▸ The task: An exact copy of all the entries below is what this task needs.
-- Data for this exercise follows --
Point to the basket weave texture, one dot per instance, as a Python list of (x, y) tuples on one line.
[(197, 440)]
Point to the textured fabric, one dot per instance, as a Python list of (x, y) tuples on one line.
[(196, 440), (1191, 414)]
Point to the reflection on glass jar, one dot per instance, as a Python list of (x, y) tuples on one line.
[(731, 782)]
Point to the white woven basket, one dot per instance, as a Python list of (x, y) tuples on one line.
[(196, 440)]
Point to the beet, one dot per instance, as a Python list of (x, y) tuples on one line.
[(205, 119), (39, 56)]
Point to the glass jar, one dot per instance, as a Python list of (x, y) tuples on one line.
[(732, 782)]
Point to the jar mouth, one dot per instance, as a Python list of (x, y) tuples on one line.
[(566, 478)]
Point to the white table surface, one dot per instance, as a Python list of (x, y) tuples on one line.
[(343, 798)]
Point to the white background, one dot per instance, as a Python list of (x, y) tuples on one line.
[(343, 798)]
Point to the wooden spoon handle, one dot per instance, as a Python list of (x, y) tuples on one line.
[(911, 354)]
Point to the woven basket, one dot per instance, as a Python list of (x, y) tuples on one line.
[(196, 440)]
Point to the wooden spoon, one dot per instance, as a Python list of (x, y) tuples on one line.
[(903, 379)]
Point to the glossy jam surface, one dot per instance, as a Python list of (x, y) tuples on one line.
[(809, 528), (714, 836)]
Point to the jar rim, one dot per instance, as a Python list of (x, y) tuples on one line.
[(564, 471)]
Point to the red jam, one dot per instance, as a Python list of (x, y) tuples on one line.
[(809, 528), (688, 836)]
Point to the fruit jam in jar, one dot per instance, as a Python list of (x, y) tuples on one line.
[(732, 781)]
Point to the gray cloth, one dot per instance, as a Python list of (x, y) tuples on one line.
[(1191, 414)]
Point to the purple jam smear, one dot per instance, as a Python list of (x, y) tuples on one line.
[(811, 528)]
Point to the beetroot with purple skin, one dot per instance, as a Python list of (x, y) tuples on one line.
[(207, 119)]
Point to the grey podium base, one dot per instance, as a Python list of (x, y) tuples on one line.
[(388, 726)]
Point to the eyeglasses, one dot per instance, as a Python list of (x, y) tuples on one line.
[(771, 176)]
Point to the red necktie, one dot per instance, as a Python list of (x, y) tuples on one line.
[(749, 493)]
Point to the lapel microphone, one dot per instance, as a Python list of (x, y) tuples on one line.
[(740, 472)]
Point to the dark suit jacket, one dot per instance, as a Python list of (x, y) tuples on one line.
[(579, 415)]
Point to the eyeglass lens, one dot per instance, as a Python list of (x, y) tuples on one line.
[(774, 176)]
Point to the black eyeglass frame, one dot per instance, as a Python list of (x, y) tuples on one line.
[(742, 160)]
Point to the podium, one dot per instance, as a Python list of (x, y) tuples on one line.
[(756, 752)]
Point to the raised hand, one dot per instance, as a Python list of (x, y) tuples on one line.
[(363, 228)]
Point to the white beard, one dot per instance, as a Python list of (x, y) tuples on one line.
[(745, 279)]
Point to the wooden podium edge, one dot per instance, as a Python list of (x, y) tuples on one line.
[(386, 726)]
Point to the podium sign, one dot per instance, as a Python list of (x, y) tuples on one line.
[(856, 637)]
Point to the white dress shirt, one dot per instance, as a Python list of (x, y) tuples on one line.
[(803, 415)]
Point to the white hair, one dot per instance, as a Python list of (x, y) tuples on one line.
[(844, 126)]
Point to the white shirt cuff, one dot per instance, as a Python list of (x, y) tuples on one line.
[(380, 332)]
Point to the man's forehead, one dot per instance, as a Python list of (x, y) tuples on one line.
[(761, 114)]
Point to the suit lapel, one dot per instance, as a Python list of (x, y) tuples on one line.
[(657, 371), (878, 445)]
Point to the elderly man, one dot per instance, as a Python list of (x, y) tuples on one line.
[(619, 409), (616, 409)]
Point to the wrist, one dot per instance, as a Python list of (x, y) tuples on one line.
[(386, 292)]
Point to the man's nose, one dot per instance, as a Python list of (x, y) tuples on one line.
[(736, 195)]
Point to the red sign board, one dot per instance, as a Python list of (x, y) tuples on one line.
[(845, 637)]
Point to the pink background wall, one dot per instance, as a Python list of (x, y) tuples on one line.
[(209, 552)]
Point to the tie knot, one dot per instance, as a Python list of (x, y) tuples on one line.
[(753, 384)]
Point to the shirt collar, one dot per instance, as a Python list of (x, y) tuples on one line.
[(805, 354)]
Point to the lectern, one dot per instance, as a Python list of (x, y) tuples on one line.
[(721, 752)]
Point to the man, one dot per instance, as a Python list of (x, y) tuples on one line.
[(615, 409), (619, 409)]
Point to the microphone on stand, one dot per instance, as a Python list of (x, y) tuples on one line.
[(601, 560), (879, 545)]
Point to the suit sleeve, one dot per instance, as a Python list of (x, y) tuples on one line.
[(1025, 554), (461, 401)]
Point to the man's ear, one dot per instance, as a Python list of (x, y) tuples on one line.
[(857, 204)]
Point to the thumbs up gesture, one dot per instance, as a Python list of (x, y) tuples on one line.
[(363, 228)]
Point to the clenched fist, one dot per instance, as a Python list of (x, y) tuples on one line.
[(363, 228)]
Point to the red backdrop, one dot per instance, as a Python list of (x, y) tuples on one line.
-- Data for this exercise concluded --
▸ Answer below:
Point to the basket weave texture, one dot per instance, as a Python list of (x, y) tuples on one line.
[(197, 440)]
Point to the textured fabric, one dot per instance, as a Python list of (x, y) tuples on one line.
[(196, 440), (1191, 414)]
Point to the reflection on glass jar, one dot per instance, as a Python list of (x, y) tuples on one line.
[(731, 782)]
Point to the white woven basket, one dot per instance, as a Python list of (x, y) tuples on one line.
[(196, 440)]
Point to the beet, one dot per instance, as a Python list of (x, y) tuples on one line.
[(205, 119), (39, 56)]
Point to the glass jar, one dot per instance, as a Python list of (x, y) tuples on one line.
[(732, 782)]
Point to the jar mouth, one dot per instance, as a Python list of (x, y) tuples on one line.
[(566, 478)]
Point to the white table surface, one dot per instance, as a Python list of (x, y) tuples on one line.
[(343, 798)]
Point to the white background, one dot per instance, as a Python list of (x, y) tuples on one line.
[(343, 798)]
Point to the wooden spoon handle, one dot per instance, as a Python list of (x, y) tuples on one line.
[(911, 354)]
Point to the woven basket, one dot per instance, as a Python list of (x, y) tuples on one line.
[(196, 440)]
Point to the wooden spoon, one dot per instance, as a Python list of (x, y) tuples on one line.
[(903, 379)]
Point to the glossy jam surface, one dot per instance, as a Python list of (x, y) tuples on one line.
[(809, 528), (714, 836)]
Point to the jar rim, one dot per instance, as a Python list of (x, y) tuples on one line.
[(564, 471)]
Point to the red jam, one dot per instance, as a Python list of (x, y) tuples on one line.
[(809, 528), (688, 836)]
Point to the fruit jam in jar, one dot per instance, as a Python list of (x, y) tuples on one line.
[(732, 781)]
Point to the gray cloth, one dot per instance, as a Python list of (x, y) tuples on one line.
[(1191, 414)]
Point to the purple jam smear, one dot per instance, as a Python list of (x, y) tuples on one line.
[(811, 528)]
Point to the beetroot with purple skin, one dot per instance, as a Python list of (x, y) tuples on one line.
[(207, 119)]
Point to the grey podium base, one dot per instance, as a Python list of (x, y) tuples on one line.
[(388, 726)]
Point to the eyeglasses, one dot per instance, as a Python list of (x, y) tuples on one line.
[(771, 176)]
Point to the red necktie, one dot per instance, as a Python list of (x, y) tuples on one line.
[(749, 493)]
Point to the lapel microphone, one dot per instance, as a Python list of (x, y) tuples on one line.
[(740, 472)]
Point to the dark suit jacket, one dot per instance, as a Python list of (x, y) tuples on one line.
[(579, 415)]
Point to the eyeglass lens, one dot per instance, as a Python list of (x, y) tuples on one line.
[(774, 176)]
Point to the black eyeglass frame, one dot per instance, as a Python list of (x, y) tuples on one line.
[(742, 160)]
Point to the podium, one dot per instance, as a Python list of (x, y) tuples on one line.
[(756, 752)]
Point to the raised hand, one dot per instance, as a Python list of (x, y) tuples on one line.
[(363, 228)]
Point to the white beard, one dot per instance, as a Python list of (x, y) tuples on one line.
[(745, 279)]
Point to the wooden podium edge, one dot per instance, as a Python list of (x, y) tuples on one line.
[(386, 726)]
Point to the podium sign, one dot per instance, as a Python list of (x, y) tuples on one line.
[(856, 637)]
Point to the white dress shirt, one dot per instance, as a Python list of (x, y) tuples on one line.
[(803, 415)]
Point to the white hair, one dot per instance, as a Python list of (x, y) tuples on one line.
[(844, 126)]
Point to the white shirt cuff, one dot per instance, as a Python list of (x, y) tuples on one line.
[(380, 332)]
Point to the man's forehead, one dot per instance, as a Python list of (x, y) tuples on one line.
[(761, 114)]
Point to the suit lapel, one dot per instance, as a Python list of (x, y) tuples on one line.
[(657, 371), (878, 445)]
Point to the elderly man, one dot per instance, as a Python list of (x, y) tuples on one line.
[(619, 409), (616, 409)]
Point to the wrist, one dot per instance, as a Python list of (x, y) tuples on one line.
[(386, 292)]
Point to the man's nose, one dot per instance, as a Python list of (x, y) tuples on one line.
[(736, 195)]
Point to the red sign board, one dot per instance, as a Python list of (x, y) tuples on one line.
[(845, 637)]
Point to the pink background wall, one dot per instance, as a Python list of (x, y) tuples on one line.
[(209, 552)]
Point to the tie knot, one dot per instance, as a Python list of (x, y) tuples on one line.
[(753, 384)]
Point to the shirt collar, one dot per instance, as a Python list of (x, y) tuples on one line.
[(805, 354)]
Point to the lectern, one dot per instance, as a Python list of (x, y) tuples on one line.
[(721, 752)]
Point to the man, one dot per instance, as a Python list of (x, y) tuples on one line.
[(615, 409), (619, 409)]
Point to the microphone on stand, one dot per instance, as a Python list of (x, y) tuples on one line.
[(601, 560), (879, 545)]
Point to the suit sleeve, one dot per instance, as a Python list of (x, y) tuples on one line.
[(1025, 554), (461, 401)]
Point to the man's ear, one dot per instance, as a Python list of (x, y) tuples on one line.
[(857, 204)]
Point to the thumbs up gesture, one dot per instance, as a Python list of (x, y) tuples on one line.
[(363, 228)]
Point to the clenched fist, one dot per instance, as a Python list of (x, y) tuples on one line.
[(363, 228)]
Point to the red backdrop, one dot per instance, as a Python list of (x, y) tuples on one line.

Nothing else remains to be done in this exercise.